Data for processing =

□ □ □ □ □ □ □

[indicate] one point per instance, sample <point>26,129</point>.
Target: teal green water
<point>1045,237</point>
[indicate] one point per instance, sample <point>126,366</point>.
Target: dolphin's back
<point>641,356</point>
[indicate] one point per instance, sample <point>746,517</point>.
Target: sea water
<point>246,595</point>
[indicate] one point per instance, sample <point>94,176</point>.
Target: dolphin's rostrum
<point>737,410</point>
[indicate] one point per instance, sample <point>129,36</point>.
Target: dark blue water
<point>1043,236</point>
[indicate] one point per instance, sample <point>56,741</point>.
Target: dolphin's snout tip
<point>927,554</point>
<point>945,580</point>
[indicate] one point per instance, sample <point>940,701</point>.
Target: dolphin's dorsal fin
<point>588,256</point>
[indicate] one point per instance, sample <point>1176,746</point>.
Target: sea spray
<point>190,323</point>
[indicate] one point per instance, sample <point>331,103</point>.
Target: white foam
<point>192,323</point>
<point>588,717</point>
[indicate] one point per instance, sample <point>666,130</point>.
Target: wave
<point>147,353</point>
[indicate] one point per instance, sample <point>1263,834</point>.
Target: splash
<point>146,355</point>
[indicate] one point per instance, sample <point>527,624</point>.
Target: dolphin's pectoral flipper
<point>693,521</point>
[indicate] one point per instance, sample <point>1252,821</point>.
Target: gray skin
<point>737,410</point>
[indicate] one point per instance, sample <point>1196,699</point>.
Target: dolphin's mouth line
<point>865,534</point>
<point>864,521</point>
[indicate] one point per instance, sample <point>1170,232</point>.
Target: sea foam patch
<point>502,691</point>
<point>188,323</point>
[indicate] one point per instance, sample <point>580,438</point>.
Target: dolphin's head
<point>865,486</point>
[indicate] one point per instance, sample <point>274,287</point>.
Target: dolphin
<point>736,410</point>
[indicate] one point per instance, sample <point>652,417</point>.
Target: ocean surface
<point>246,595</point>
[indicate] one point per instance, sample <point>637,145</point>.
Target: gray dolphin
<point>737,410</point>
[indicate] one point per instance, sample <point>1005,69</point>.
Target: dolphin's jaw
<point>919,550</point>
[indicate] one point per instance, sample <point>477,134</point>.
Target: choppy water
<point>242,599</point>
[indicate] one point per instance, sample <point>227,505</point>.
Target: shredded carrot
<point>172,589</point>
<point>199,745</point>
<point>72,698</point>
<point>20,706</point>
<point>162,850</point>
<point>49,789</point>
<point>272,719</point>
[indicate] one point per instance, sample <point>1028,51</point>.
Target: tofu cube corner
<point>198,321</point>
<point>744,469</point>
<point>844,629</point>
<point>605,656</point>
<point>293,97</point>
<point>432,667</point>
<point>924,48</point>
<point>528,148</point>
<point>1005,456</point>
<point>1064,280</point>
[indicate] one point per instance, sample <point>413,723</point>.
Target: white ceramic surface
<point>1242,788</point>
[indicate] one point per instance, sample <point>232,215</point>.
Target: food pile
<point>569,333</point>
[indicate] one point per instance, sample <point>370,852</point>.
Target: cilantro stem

□ □ □ □ □ □ □

Prompt =
Reproduce exactly the lines of the records above from the one with "Target: wave" to the one with "instance, sample <point>1028,51</point>.", both included, and leave out everything else.

Answer box =
Target: wave
<point>147,353</point>
[indicate] one point per instance, sample <point>1263,834</point>.
Target: splash
<point>146,355</point>
[indicate] one point per instance, sample <point>527,624</point>.
Target: dolphin's pectoral flipper
<point>693,521</point>
[indicate] one point per instance, sample <point>1252,821</point>.
Target: gray skin
<point>737,410</point>
[indicate] one point per instance, sample <point>1196,699</point>.
Target: dolphin's mouth line
<point>865,534</point>
<point>864,521</point>
[indicate] one point per instance, sample <point>1170,232</point>.
Target: sea foam patch
<point>502,691</point>
<point>188,323</point>
[indicate] one point per instance, sample <point>580,438</point>.
Target: dolphin's head
<point>865,486</point>
[indicate] one point per instance, sample <point>274,287</point>.
Target: dolphin
<point>736,410</point>
[indicate] one point per instance, sample <point>652,417</point>.
Target: ocean surface
<point>246,595</point>
[indicate] one point per instance, sample <point>637,145</point>.
Target: gray dolphin
<point>737,410</point>
[indicate] one point per instance, sample <point>1005,69</point>.
Target: dolphin's jaw
<point>919,550</point>
[indicate] one point per instance, sample <point>477,134</point>.
Target: choppy water
<point>242,599</point>
[indicate] one point per instance, sample <point>227,505</point>.
Target: shredded carrot
<point>172,589</point>
<point>199,745</point>
<point>72,698</point>
<point>20,706</point>
<point>162,850</point>
<point>49,789</point>
<point>272,719</point>
[indicate] one point per instance, sample <point>1028,51</point>.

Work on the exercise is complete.